===== Exercise inputs
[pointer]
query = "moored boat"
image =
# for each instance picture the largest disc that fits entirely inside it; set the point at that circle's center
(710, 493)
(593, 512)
==========
§ Aim of the task
Please quote the records above exactly, without skipping a line.

§ Written solution
[pointer]
query = "moored boat"
image =
# for each instance picture the largest disc that fits entirely inside it; set the point at that circle's center
(710, 493)
(593, 512)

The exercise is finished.